• RECORDS SUPPLIED
····················

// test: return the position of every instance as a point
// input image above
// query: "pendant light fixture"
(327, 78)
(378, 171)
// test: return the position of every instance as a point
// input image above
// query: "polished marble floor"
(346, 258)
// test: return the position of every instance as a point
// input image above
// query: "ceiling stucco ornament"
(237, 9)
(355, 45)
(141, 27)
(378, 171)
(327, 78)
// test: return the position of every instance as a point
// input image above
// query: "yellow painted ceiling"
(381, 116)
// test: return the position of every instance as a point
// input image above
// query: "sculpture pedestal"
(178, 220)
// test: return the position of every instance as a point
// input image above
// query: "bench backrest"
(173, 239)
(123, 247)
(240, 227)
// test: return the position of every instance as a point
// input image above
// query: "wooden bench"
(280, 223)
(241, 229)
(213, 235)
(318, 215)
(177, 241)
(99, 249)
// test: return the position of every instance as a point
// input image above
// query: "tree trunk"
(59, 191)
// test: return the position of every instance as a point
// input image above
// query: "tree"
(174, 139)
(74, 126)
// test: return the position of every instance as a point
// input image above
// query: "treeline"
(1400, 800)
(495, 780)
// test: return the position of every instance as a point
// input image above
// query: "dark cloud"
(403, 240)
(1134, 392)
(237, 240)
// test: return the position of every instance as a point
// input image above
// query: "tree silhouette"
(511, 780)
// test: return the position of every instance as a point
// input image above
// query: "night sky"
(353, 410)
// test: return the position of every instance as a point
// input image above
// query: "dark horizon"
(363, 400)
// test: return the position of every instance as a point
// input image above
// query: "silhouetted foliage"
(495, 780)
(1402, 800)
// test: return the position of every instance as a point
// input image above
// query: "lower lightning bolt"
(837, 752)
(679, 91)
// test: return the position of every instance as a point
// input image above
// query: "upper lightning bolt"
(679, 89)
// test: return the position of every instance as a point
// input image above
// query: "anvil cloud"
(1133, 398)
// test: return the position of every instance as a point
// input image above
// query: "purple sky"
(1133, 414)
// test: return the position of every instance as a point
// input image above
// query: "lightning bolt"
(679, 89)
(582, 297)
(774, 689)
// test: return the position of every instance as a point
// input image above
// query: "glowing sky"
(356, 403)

····················

• TASK TO CARRY OUT
Pull out every line above that contains the word "lightning", and copy each one in full.

• SOLUTION
// query: "lower lightning bolt"
// query: "upper lightning bolt"
// query: "lightning bolt"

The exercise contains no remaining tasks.